This was first published in the ‘Daily News’, October 12, 2009. The following day my mother passed away. She was a giver, her students and almost everyone who was blessed to be her friend would agree.
There are those who write
and those who read. I write and read. Some who do not write, but read, write to
me now and then, making a comment, disputing a claim, inquiring after my health
and sometimes even insisting that I should write about something that is
important to them.
So I have a small readers’
club of sorts, all connected via email to me but not necessarily to one
another. I enjoy communicating with this ‘club’. I appreciate all. I have my
preferences though. I am not fan of everyone. I am a big fan of an old lady.
Yesterday she sent me a
short email: ‘I just read this in my evening prayer book: “If the only prayer you
ever say in your entire life is ‘thank you’, it will be enough.”’
I thought it was from the
Bible. I did a quick search and came across a man I had never heard of. Eckhart
von Hochheim. He was commonly known as Meister Eckhard. He was a German theologian,
philosopher and mystic who was born in 1260 and died in 1327 of the modern era.
Wikipedia has it that
Meister Eckhart had come into prominence during the decadent Avignon Papacy
when there was tension between the Franciscans and Eckhart’s Dominican Order of
Friars and Preachers. He was tried as a heretic by Pope John XXII. He died
before verdict was issued subsequent to a trail which he made memorable with
his reasoned arguments.
The 19th Century
philosopher Schopenhauer compared Eckhart’s views to the teachings of Indian,
Christian and Islamic mystics and ascetics while some assert that Eckhart’s
sermons closely approach Buddhist thought, according to renowned translator of
Buddhist texts, “so closely indeed, that one could stamp them almost definitely
as coming out of Buddhist speculations”.
All that is stuff for
academics and theologians. What was important is the ‘thank you’.
It occurred to me that we
expend more energy in complaining than in being thankful. It is not that we
need to keep thanking people and being thankful for what we have, either to a
divine entity or circumstances or the contribution of people known and unknown,
deliberate or not. The point is that we hardly ever stop to reflect on gratitude
or reasons for thankfulness.
I asked myself some
questions.
When did you last reflect
on the things your father did to make you who you are? When did you remember
what your mother did for you? Did you remember your teachers? What has the fact
of being born in this beautiful land given you and if there has been some
benefit, have you been thankful, have you showed gratitude to land and
man/woman?

■ SUPPLIED INFORMATION ■
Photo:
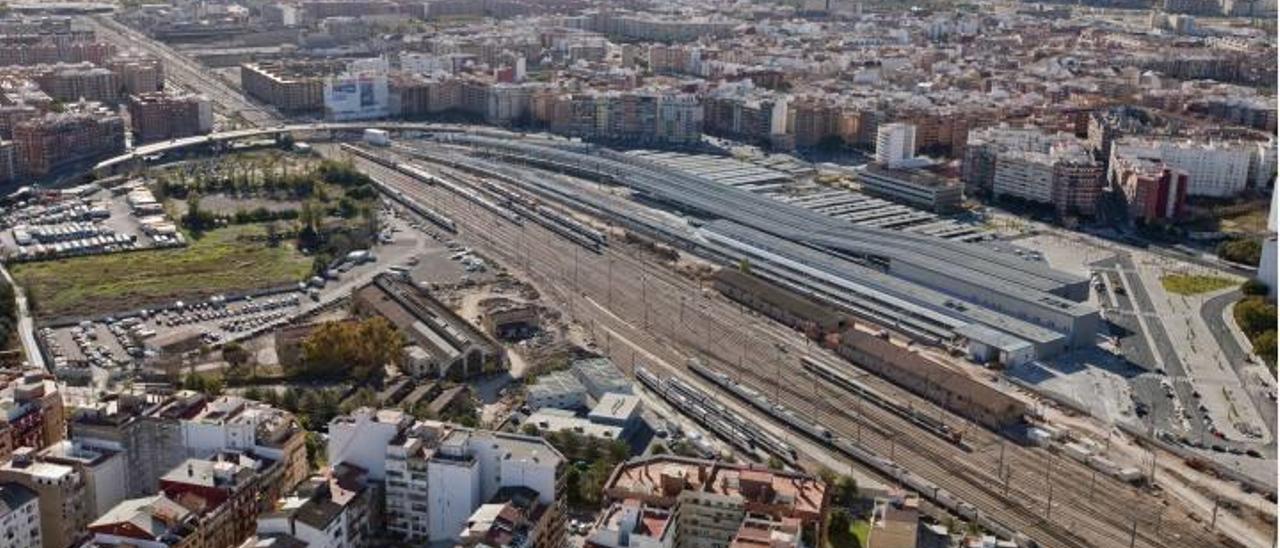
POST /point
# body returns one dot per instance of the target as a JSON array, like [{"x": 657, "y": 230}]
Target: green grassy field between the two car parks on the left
[{"x": 222, "y": 261}]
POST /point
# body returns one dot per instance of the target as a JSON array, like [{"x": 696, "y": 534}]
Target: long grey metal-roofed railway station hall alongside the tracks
[{"x": 924, "y": 285}]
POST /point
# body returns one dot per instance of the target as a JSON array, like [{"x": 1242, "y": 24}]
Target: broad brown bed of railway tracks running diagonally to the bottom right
[{"x": 643, "y": 313}]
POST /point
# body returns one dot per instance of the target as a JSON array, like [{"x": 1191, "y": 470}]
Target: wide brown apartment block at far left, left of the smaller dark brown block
[{"x": 54, "y": 141}]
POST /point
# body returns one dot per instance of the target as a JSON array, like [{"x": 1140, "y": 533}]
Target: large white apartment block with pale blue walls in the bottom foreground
[{"x": 438, "y": 474}]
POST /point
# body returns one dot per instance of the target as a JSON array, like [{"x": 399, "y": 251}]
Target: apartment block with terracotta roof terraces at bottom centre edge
[{"x": 679, "y": 503}]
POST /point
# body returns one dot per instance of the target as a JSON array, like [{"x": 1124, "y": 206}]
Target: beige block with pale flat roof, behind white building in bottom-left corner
[{"x": 61, "y": 494}]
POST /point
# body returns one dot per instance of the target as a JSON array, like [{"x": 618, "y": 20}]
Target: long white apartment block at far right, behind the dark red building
[{"x": 1217, "y": 170}]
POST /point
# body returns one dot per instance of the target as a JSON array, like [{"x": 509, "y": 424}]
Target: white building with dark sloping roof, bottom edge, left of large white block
[{"x": 324, "y": 512}]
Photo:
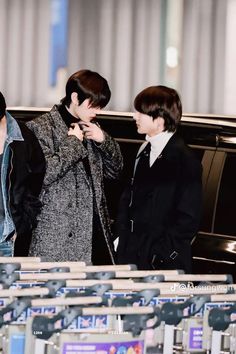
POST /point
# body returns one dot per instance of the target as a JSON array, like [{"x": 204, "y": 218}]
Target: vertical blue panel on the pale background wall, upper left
[{"x": 58, "y": 38}]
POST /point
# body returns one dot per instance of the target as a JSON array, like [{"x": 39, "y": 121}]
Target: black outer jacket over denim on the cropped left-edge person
[{"x": 24, "y": 181}]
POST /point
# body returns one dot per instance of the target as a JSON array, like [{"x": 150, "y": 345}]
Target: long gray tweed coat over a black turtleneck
[{"x": 64, "y": 229}]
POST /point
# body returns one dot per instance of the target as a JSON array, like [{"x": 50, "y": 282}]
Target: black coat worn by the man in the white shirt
[{"x": 155, "y": 232}]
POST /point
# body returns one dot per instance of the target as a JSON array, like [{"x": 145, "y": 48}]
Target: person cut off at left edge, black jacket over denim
[{"x": 22, "y": 168}]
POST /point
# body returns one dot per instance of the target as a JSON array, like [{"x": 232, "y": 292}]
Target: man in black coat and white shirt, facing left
[{"x": 160, "y": 210}]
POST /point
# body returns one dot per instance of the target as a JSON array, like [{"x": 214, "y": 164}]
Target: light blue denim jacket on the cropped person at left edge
[{"x": 13, "y": 133}]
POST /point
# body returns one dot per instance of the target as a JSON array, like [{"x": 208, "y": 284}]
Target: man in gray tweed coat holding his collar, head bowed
[{"x": 74, "y": 222}]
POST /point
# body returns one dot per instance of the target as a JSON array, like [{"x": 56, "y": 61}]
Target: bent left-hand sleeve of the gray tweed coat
[{"x": 58, "y": 162}]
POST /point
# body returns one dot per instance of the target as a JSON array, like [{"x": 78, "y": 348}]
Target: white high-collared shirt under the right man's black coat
[{"x": 158, "y": 142}]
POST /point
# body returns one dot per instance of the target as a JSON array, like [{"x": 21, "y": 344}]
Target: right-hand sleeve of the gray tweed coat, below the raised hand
[{"x": 111, "y": 157}]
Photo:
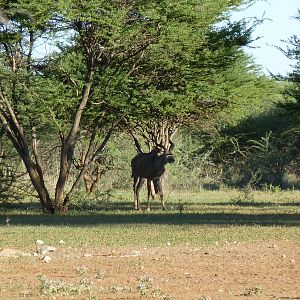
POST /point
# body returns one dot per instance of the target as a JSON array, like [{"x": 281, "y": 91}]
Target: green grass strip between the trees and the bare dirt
[{"x": 203, "y": 218}]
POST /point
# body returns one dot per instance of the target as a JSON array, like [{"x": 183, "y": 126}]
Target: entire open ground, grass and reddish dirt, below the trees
[{"x": 226, "y": 244}]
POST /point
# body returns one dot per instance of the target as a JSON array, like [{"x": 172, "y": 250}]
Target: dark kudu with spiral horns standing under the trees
[{"x": 150, "y": 166}]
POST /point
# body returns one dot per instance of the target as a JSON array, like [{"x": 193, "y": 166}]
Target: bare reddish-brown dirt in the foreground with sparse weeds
[{"x": 269, "y": 270}]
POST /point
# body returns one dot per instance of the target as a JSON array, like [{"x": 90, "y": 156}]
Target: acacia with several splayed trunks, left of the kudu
[{"x": 100, "y": 45}]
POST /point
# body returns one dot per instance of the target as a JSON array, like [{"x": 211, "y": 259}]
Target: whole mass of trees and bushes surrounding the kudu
[{"x": 66, "y": 116}]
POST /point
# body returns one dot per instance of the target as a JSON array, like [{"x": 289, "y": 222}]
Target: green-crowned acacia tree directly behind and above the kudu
[{"x": 191, "y": 74}]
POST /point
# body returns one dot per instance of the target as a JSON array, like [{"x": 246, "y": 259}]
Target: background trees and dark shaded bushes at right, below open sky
[{"x": 260, "y": 144}]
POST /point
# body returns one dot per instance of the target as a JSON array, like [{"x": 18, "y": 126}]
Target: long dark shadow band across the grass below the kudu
[{"x": 93, "y": 219}]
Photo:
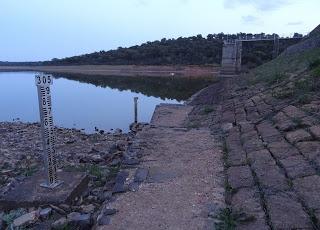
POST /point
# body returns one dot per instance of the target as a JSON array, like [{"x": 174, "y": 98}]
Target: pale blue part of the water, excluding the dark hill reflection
[{"x": 75, "y": 104}]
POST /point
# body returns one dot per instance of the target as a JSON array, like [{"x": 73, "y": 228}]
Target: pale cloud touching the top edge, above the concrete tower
[{"x": 262, "y": 5}]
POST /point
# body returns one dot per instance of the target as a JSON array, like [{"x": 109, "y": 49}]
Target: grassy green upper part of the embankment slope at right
[{"x": 295, "y": 73}]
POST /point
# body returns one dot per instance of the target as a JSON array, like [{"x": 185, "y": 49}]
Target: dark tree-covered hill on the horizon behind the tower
[{"x": 195, "y": 50}]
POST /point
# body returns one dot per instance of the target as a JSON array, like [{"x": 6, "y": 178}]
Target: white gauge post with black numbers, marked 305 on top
[{"x": 43, "y": 83}]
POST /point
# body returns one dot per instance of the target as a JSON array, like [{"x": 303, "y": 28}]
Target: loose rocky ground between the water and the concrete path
[{"x": 99, "y": 155}]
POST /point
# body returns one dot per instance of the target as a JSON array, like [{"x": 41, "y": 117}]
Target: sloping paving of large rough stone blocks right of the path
[{"x": 272, "y": 159}]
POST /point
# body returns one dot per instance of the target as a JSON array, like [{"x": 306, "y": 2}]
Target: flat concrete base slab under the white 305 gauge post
[{"x": 29, "y": 193}]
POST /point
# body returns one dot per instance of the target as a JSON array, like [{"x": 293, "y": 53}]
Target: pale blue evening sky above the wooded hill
[{"x": 38, "y": 30}]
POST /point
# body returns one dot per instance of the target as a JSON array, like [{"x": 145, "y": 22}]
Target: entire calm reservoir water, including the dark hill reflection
[{"x": 87, "y": 102}]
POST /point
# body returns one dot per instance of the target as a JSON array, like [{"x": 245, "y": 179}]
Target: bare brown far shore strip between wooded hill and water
[{"x": 122, "y": 70}]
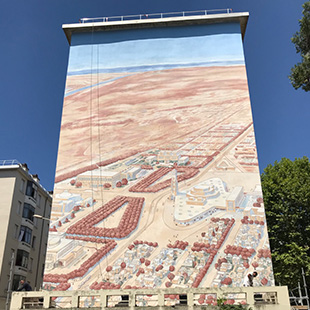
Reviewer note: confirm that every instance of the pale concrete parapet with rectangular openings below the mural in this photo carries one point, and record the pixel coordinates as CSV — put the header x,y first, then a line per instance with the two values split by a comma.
x,y
273,298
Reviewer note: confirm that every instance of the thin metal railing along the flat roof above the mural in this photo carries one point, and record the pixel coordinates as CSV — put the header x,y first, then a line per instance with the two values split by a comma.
x,y
154,15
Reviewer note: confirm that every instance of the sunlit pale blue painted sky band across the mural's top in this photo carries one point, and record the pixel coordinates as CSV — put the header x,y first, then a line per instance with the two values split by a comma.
x,y
136,55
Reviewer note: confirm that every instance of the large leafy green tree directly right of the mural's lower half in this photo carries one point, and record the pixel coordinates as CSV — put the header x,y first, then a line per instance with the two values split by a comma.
x,y
286,189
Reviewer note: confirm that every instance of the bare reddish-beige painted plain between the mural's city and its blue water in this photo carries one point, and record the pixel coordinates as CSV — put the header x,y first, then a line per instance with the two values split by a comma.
x,y
146,110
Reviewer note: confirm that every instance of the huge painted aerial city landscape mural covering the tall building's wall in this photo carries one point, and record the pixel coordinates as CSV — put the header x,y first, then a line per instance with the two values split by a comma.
x,y
157,181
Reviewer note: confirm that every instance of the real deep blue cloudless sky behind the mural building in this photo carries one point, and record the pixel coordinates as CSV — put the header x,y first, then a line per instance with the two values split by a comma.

■ EXERCISE AIM ■
Answer these questions from the essay on gratitude:
1. In which newspaper was the piece first published?
2. Which pope tried Meister Eckhart as a heretic?
3. Which 19th-century philosopher compared Eckhart's views to the teachings of Indian, Christian and Islamic mystics and ascetics?

■ EXPECTED ANSWER ■
1. The 'Daily News'
2. Pope John XXII
3. Schopenhauer